= Task directions =
Extract every line of the data below verbatim, omitting the pictures.

= Data in this exercise =
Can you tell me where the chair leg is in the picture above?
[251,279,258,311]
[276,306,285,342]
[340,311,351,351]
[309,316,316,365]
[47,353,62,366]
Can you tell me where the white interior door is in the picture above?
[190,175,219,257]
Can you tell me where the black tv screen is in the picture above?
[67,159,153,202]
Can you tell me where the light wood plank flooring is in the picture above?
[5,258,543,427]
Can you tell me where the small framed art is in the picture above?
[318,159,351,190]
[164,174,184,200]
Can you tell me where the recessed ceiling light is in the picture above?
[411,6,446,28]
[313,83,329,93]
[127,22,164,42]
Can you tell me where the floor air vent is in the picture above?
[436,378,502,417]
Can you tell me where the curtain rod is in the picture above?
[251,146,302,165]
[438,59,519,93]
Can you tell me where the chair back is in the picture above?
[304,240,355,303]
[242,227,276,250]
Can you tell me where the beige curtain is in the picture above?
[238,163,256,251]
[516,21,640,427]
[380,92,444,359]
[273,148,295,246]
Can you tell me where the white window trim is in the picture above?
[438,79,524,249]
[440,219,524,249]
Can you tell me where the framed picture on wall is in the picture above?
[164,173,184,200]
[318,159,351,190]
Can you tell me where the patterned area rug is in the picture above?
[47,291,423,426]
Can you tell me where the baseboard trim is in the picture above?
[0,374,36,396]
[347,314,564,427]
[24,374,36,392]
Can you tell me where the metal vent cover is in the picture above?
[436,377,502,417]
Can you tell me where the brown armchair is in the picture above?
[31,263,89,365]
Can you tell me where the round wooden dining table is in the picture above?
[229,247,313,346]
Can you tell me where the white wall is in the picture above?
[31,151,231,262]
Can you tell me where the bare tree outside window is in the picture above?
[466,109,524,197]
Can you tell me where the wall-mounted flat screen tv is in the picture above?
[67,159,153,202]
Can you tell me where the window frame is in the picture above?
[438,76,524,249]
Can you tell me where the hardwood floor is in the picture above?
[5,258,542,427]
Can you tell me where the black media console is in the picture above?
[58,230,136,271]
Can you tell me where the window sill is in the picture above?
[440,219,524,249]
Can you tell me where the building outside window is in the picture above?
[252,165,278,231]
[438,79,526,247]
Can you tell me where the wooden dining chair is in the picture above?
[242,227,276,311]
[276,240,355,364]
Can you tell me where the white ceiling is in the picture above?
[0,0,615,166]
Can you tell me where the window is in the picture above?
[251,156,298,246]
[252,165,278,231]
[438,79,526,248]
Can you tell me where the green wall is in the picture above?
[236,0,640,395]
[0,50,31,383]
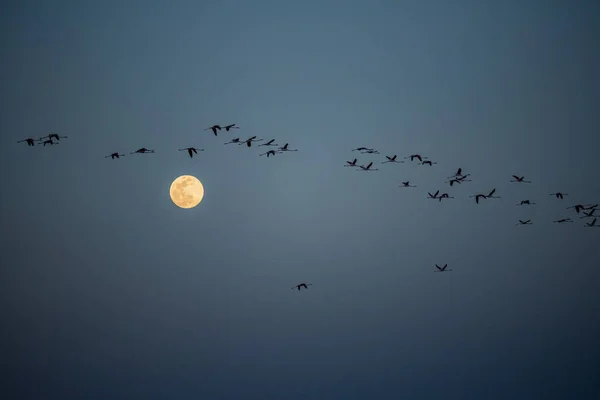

= Exercise result =
Can you tell me where the chair leg is in the picture above?
[251,279,258,311]
[276,306,285,342]
[340,311,351,351]
[309,316,316,365]
[47,353,62,366]
Can you tell me where the white interior door is in the picture above?
[190,175,219,257]
Can you tell me where the black tv screen is in the picture above?
[67,159,153,202]
Can you tell me where the light wood plank flooring is in the picture above?
[5,258,543,427]
Can you tell me where the small framed art is in the picture above?
[318,159,351,190]
[164,174,184,200]
Can you tell me where the recessed ceiling light is in the picture above?
[411,6,446,28]
[313,83,329,93]
[127,22,164,42]
Can you tell me where the floor air vent is in the picture above?
[436,378,502,417]
Can you tell me where the curtain rod is in the picture above?
[251,146,302,165]
[438,59,519,93]
Can you tell me where the chair back is in the picture above?
[304,240,355,303]
[242,227,276,250]
Can you tell me where the beige curtain is in the picture above?
[238,163,256,251]
[516,21,640,427]
[380,92,444,359]
[273,148,295,246]
Can you tell me where the white window trim is in the picture above?
[438,79,524,249]
[440,219,524,249]
Can you tell me where the framed picture on wall is in the picture above?
[164,173,184,200]
[318,159,351,190]
Can you tell me where the patterned area rug is in the picture above?
[47,291,423,426]
Can you tell me where the baseboard trim is in the picture above?
[0,374,36,396]
[347,314,564,427]
[24,374,36,392]
Can you tell me where the metal vent cover is in the picture above?
[436,377,502,417]
Can you tell me where the brown armchair is in the picture above?
[31,263,89,365]
Can you tell me where the round wooden dining table is in the picture above?
[229,247,313,346]
Can you tell me where the white wall is in the picture above?
[31,151,231,262]
Can you tell me where the bare tree outside window is in the picture above?
[466,109,524,197]
Can you tell me where the wall-mounted flat screen tv is in the picture above?
[67,159,153,202]
Can you tell me where the window frame is in the picture above?
[438,76,524,249]
Can you tell me where the hardwood floor is in the picture above?
[5,258,542,427]
Can you tell me where the black media console is in the picture above?
[58,230,136,271]
Can you tell me where the window sill is in the picture above?
[440,219,524,249]
Can you tell me where the building outside window is in the picture above?
[252,165,278,231]
[438,79,526,247]
Can you tell me where the wooden dining chair is in the picture above?
[242,227,276,311]
[276,240,355,364]
Can you tell me where the white ceiling is in the picture above?
[0,0,615,166]
Can you tell me where the window is in the picture above?
[251,156,298,246]
[252,165,278,231]
[438,79,526,248]
Can you tell me where the green wall is in the picture above?
[236,0,640,395]
[0,50,31,383]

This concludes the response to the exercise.